--- START OF Excerpted text ---

# My Beautiful Miss



## memerenno (Jan 24, 2011)

I lost my beautiful Arabian Mare "Miss" on June 15, 2010. My heart is broken. She was a beautiful healthy horse and we found her dead in the pasture. I miss her so much. This is to you My beautiful Miss. 
My heart still aches in sadness, 
and secret tears still flow
What if meant to lose you
No one will ever know
I love you Miss, please come back to me


----------



## BecArabian (Dec 15, 2010)

that is soo sad


----------



## wildhorsesgone (Jan 13, 2011)

*Farewell Sweet Miss*

*I am sorry that your friend Miss has died* and you are feeling so much heartache but I know that must mean that Miss had a great life with you. How old was Miss? Does anyone have any idea what happened to make a seemingly healthy horse suddenly die?

--- END OF Excerpted text ---

* **Task A**:
Answer the following questions using the forum thread about the mare Miss, each on its own line:
(i) On what date did memerenno lose Miss?
(ii) What breed was Miss?
(iii) What title does wildhorsesgone place at the top of the reply?
* **Task B**: Write the next few sentences of the forum thread about the mare Miss, continuing from the end of the reply by wildhorsesgone.

--- START OF Dataset content ---

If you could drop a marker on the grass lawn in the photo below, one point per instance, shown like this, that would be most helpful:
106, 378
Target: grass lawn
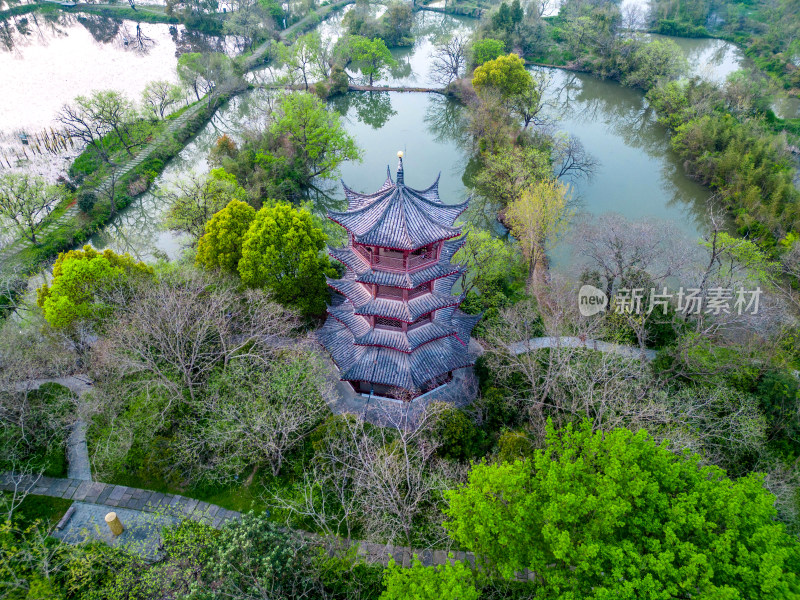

--- END OF Dataset content ---

* **Result A**:
(i) June 15, 2010
(ii) She was an Arabian mare.
(iii) Farewell Sweet Miss

* **Result B**:
I understand the shock and overwhelming grief you must feel to suddenly lose a horse that you loved so much. I recently lost three at once and it feels as though my heart has been torn out. Check out bigbull/please send under Horse Memorials and *post a photo of Miss*. 

Someday, maybe you will get another horse to love and give a good home to. Maybe you can rescue a horse as a tribute to Miss, but please don’t give up on horses because you are so sad. There are so many horses that need a good person to care for them.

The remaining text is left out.